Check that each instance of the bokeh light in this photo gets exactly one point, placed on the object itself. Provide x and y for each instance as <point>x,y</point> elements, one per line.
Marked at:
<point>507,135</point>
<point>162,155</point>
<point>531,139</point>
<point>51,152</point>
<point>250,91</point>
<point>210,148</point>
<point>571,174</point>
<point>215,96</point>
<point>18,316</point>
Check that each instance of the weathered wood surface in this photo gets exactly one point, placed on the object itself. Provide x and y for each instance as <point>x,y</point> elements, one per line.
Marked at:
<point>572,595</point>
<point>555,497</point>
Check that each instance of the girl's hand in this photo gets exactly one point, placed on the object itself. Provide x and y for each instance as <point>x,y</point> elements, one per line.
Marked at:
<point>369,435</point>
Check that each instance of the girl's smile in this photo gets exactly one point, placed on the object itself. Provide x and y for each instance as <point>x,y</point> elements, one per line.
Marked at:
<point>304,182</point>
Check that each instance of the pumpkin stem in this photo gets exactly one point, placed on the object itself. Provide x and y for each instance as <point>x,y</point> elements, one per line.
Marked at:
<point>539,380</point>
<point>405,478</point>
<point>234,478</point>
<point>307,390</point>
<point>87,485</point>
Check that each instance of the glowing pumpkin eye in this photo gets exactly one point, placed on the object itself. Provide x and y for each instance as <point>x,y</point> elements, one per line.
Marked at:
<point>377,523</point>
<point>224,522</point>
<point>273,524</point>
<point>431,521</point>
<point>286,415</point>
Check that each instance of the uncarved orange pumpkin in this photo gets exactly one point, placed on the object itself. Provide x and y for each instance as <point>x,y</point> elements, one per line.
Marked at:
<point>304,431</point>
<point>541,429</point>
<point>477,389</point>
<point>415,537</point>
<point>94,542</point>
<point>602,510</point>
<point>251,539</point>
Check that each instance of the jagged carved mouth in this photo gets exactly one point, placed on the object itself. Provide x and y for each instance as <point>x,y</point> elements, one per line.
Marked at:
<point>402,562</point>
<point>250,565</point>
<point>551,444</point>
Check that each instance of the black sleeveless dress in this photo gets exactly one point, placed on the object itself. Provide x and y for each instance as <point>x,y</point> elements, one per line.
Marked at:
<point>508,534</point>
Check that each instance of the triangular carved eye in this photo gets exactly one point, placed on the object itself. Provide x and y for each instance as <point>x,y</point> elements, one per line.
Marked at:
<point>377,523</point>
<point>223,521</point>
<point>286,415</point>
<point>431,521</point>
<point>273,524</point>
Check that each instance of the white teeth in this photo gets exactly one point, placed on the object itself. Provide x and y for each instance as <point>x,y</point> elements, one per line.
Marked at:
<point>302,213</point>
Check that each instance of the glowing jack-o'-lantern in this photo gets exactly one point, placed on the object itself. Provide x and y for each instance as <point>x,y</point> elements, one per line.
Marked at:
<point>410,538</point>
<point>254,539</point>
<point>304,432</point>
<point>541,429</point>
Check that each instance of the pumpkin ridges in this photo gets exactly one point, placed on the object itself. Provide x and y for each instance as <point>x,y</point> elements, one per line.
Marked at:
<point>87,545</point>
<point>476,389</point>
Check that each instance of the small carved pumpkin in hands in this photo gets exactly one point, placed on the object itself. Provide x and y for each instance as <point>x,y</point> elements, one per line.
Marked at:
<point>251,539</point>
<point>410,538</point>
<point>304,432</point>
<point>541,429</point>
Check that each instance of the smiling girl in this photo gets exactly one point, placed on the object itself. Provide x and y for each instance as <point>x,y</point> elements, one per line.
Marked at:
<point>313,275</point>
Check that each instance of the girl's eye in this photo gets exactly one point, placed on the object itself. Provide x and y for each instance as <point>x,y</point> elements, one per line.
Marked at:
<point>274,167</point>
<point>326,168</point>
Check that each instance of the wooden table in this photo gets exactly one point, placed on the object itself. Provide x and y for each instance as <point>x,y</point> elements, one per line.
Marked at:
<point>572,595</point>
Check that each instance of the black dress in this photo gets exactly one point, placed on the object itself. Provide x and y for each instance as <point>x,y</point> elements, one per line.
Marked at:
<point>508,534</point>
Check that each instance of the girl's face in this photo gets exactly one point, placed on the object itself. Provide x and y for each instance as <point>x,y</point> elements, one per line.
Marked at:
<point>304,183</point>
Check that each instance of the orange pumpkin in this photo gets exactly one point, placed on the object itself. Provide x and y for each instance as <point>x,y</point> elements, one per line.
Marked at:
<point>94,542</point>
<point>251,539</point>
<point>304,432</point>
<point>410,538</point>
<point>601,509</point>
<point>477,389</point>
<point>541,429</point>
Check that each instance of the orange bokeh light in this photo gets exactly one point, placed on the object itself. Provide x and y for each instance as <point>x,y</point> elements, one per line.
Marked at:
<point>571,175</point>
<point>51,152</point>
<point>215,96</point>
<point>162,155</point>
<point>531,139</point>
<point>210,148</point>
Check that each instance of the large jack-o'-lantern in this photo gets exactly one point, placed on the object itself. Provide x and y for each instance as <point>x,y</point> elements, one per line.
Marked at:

• [DIRECTIVE]: Copy out the data above again, swapping every "this photo" for "this image" and keeping all else the same.

• [CORRECT RESPONSE]:
Check that each instance of the bokeh light in this image gets exactly one point, placed on the object itself. Provide x and y for each instance as <point>x,y</point> elements, one per line.
Marked at:
<point>507,135</point>
<point>162,155</point>
<point>531,139</point>
<point>51,152</point>
<point>250,91</point>
<point>210,148</point>
<point>571,174</point>
<point>215,96</point>
<point>18,316</point>
Check that each instance of the weathered wood surface in this image gets exactly one point, placed on the object itself. Provide x and y for each instance as <point>x,y</point> elements, one per line.
Marked at:
<point>572,595</point>
<point>555,497</point>
Check that each instance of the girl's hand in this image gets exactly one point, placed on the object itself. Provide x and y for each instance as <point>x,y</point> elements, one per line.
Marked at:
<point>369,435</point>
Check that each instance of the girl's smile in this image gets exactly one point, placed on the object itself. Provide x and y for each instance as <point>x,y</point> elements, one per line.
Marked at:
<point>304,182</point>
Check that each instance of the pumpkin stem in this image gets exactly one point, placed on the object itself. Provide x and y for each instance as <point>x,y</point> elements, one per line.
Marked at:
<point>539,380</point>
<point>405,478</point>
<point>234,478</point>
<point>307,390</point>
<point>87,485</point>
Check that each instance of the glowing pumpkin eye in this image gets exactly one point, placed on the object itself. Provide x and y for each instance as <point>x,y</point> elements, one per line.
Marked at:
<point>377,523</point>
<point>224,522</point>
<point>273,524</point>
<point>431,521</point>
<point>286,415</point>
Check that each instance of the uncarved orange pumpkin in this image gets exactly one point, placed on the object itself. Provide x and y for each instance as <point>x,y</point> elements, one per line.
Marked at:
<point>304,431</point>
<point>541,429</point>
<point>477,389</point>
<point>415,537</point>
<point>94,542</point>
<point>602,510</point>
<point>251,539</point>
Check that each instance of the jagged carved mouth in this image gets exactly one point, placed on the object itself. Provide x and y for each instance as <point>x,y</point> elements, one per line.
Marked at:
<point>402,562</point>
<point>250,565</point>
<point>551,444</point>
Check that each instance of the black sleeveless dress in this image gets exactly one point, placed on the object itself. Provide x and y for each instance as <point>x,y</point> elements, one per line.
Marked at:
<point>508,534</point>
Check that each instance of the triangular carved eye in this image gets exactly one point, placed on the object itself. Provide x and y for each instance as <point>x,y</point> elements, one per line.
Marked at:
<point>377,523</point>
<point>223,521</point>
<point>286,415</point>
<point>431,521</point>
<point>273,524</point>
Check that each instance of the white teeth in this image gets exactly one point, placed on the object itself. Provide x and y for each instance as <point>x,y</point> elements, one per line.
Marked at:
<point>302,213</point>
Check that each instance of the glowing jack-o'-lantern in this image gets exactly one point, placed on the object itself. Provide x and y for each instance as <point>x,y</point> elements, one per line.
Marked at:
<point>410,538</point>
<point>254,539</point>
<point>304,432</point>
<point>541,429</point>
Check that each instance of the pumpkin ridges in this image gets exactly one point, placed on the object itself. Provide x and y for each instance as <point>x,y</point> elements, one per line.
Marked at:
<point>87,545</point>
<point>476,389</point>
Check that each instance of the small carved pumpkin in hands in this image gets exactly one point, placed on the object itself. Provide x and y for each instance as <point>x,y</point> elements, one per line.
Marked at:
<point>251,539</point>
<point>410,538</point>
<point>304,432</point>
<point>541,429</point>
Check that each instance of the smiling girl in this image gets exactly one point, placed on the object itself. Provide x and y for each instance as <point>x,y</point> elements, one per line.
Marked at:
<point>313,275</point>
Check that each instance of the girl's eye in this image gets exactly one point, placed on the object itself. Provide x and y for each instance as <point>x,y</point> elements, one per line.
Marked at:
<point>274,167</point>
<point>326,168</point>
Check that each instance of the wooden table in this image gets exactly one point, placed on the object itself. Provide x and y for each instance as <point>x,y</point> elements, one per line.
Marked at:
<point>572,595</point>
Check that each instance of the black dress in this image gets exactly one point, placed on the object itself. Provide x and y for each instance as <point>x,y</point> elements, one per line.
Marked at:
<point>508,534</point>
Check that each instance of the girl's face in this image gets exactly one point, placed on the object itself. Provide x and y for each instance as <point>x,y</point> elements, one per line.
Marked at:
<point>304,183</point>
Check that each instance of the orange pumpkin in this image gets exactly one point, placed on the object itself. Provide x and y for each instance as <point>x,y</point> elements, one per line.
Marked at:
<point>94,542</point>
<point>251,539</point>
<point>304,432</point>
<point>410,538</point>
<point>601,509</point>
<point>477,389</point>
<point>541,429</point>
Check that each instance of the orange bokeh light in this image gets exactly one point, placed on the object itself. Provide x and y for each instance as <point>x,y</point> elements, one per line.
Marked at:
<point>571,175</point>
<point>51,152</point>
<point>215,96</point>
<point>162,155</point>
<point>531,139</point>
<point>210,148</point>
Check that each instance of the large jack-o'-lantern in this image gets exactly one point, placed on the object itself. Provide x and y for each instance as <point>x,y</point> elements, one per line.
Marked at:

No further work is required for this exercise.